■ TASK INPUTS:
---*---

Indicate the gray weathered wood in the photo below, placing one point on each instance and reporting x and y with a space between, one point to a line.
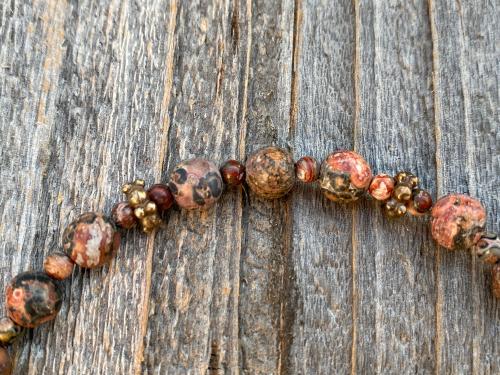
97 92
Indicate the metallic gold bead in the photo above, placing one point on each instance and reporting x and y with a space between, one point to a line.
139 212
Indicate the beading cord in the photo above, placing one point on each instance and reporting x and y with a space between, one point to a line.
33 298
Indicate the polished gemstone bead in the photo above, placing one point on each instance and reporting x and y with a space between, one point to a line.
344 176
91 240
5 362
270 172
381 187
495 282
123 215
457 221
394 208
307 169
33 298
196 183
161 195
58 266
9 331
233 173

---*---

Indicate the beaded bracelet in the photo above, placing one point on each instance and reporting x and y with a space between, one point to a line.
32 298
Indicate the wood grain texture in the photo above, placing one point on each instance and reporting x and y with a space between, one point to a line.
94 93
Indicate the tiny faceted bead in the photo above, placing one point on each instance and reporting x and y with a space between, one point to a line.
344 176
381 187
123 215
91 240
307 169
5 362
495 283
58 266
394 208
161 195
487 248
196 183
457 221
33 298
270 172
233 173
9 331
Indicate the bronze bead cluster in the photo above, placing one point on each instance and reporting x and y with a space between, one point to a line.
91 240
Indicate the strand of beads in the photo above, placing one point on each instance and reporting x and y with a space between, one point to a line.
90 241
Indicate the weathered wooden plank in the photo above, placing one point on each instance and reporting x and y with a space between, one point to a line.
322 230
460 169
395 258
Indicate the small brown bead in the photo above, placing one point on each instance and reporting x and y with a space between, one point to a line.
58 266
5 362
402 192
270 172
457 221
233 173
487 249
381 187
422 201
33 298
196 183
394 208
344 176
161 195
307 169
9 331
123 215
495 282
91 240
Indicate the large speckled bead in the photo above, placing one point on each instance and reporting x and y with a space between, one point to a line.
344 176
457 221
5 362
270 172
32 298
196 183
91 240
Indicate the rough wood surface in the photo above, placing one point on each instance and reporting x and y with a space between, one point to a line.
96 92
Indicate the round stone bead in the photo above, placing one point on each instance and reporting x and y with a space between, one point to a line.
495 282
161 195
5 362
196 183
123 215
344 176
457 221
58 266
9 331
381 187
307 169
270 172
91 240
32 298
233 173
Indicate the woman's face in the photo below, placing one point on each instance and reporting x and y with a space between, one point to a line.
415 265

---*---

■ SET TASK: Locate every line in the material above that contains the word "weathered" and copy each of those lines in full.

■ WRITTEN RESPONSE:
Indicate the gray weathered wood in the photo below, placing one point on each instance and reporting x and y with a space between, one point to a line.
Indicate the weathered wooden plank in the photo above, placing one point on each instance and reporting x and y with a space between, one point to a line.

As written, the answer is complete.